### INSTRUCTIONS FOR THE TASK
Return the lines of the data below word for word, starting at the line containing "task | put a marker on each instance of the bronze" and ending at the line containing "target | bronze soldier statue".

### INPUT RECORDS
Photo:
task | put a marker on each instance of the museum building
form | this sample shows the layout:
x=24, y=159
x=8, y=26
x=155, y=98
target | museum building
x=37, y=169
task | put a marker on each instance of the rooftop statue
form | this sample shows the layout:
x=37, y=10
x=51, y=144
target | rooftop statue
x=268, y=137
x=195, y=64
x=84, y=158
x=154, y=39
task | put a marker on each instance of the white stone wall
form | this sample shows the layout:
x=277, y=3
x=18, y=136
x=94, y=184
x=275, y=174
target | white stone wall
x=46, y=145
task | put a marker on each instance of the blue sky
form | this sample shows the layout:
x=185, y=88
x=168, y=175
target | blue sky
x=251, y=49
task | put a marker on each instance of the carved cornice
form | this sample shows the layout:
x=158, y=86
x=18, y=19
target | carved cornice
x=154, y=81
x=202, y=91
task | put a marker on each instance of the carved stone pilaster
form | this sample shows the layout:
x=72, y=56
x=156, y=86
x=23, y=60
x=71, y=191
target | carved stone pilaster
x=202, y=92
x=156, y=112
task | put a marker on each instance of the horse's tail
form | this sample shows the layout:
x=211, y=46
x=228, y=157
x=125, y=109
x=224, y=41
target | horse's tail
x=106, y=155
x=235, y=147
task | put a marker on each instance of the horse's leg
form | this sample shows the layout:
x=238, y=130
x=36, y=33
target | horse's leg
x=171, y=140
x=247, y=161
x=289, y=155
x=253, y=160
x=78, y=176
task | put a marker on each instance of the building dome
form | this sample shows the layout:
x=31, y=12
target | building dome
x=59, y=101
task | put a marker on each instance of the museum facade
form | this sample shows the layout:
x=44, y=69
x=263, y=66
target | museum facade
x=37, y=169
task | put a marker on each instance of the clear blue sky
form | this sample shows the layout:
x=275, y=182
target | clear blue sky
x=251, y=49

...

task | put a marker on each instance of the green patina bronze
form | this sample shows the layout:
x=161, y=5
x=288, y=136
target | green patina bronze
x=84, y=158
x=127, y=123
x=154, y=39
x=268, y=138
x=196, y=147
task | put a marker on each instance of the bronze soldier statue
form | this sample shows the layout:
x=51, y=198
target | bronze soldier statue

==

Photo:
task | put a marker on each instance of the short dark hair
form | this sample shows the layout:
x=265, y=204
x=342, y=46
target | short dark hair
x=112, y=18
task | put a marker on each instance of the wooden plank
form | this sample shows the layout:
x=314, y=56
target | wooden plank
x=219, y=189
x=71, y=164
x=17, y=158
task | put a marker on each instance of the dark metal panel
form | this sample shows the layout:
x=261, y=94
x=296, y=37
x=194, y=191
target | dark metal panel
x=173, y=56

### WRITTEN RESPONSE
task | put a marker on each instance of the bronze soldier statue
form | this sample shows the layout:
x=51, y=198
target | bronze soldier statue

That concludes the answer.